▶ _Stated exercise_
Arrange the stretch from the line containing "Give the mask of every instance of the man's bare" through the last of the lines below as a JSON list of strings, one string per line, with blank lines omitted.
+++ Input +++
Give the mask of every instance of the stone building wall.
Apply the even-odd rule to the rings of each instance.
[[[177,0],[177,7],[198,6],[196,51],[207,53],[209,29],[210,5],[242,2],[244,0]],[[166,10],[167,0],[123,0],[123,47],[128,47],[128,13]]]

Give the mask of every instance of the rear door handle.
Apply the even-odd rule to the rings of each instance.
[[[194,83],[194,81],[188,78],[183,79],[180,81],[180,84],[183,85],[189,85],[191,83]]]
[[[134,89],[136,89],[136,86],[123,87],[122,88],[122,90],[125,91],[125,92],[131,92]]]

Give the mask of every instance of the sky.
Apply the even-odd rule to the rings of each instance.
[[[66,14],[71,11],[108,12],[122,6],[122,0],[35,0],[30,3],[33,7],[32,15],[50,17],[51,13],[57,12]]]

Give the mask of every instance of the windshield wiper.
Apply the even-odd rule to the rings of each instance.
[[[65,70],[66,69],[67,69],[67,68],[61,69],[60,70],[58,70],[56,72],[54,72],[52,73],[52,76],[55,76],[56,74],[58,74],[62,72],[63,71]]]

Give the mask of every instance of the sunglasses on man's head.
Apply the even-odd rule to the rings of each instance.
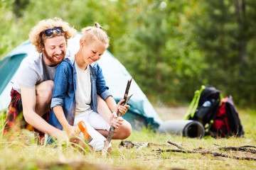
[[[46,37],[50,37],[53,34],[53,30],[56,31],[57,34],[63,33],[64,31],[63,30],[61,27],[55,27],[51,29],[45,30],[42,32],[43,34],[46,35]]]

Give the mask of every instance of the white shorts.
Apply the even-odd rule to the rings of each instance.
[[[102,150],[104,148],[104,142],[106,138],[98,132],[96,130],[110,130],[110,125],[103,119],[103,118],[97,113],[92,110],[80,113],[75,115],[74,120],[74,126],[78,127],[78,123],[83,120],[86,125],[89,135],[92,137],[92,140],[89,142],[89,145],[93,147],[95,151]],[[80,134],[83,138],[83,134]],[[109,147],[111,147],[110,143]]]

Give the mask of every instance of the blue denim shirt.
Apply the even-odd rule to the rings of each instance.
[[[109,88],[106,85],[102,70],[100,65],[95,62],[90,65],[90,75],[91,81],[90,106],[95,112],[97,110],[97,94],[104,100],[112,96]],[[65,116],[70,125],[72,125],[75,109],[75,90],[77,73],[75,67],[75,55],[65,58],[58,67],[55,75],[53,97],[50,104],[50,113],[48,123],[62,130],[63,127],[56,118],[53,108],[57,106],[63,107]]]

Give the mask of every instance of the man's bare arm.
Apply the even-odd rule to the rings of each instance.
[[[44,133],[58,139],[66,139],[67,135],[64,132],[50,125],[36,113],[36,89],[21,86],[21,91],[23,112],[26,121]]]

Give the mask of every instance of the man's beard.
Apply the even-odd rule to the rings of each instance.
+++
▶ _Task solution_
[
  "Give the mask of every instance of the man's bare arm.",
  "Apply the even-odd rule to the rings of each instance.",
  "[[[44,133],[58,139],[66,139],[67,135],[64,132],[50,125],[36,113],[36,89],[21,86],[21,91],[23,112],[26,121]]]",
  "Give the mask of every instance of the man's beard.",
  "Apply the even-odd rule to the rings of each instance."
]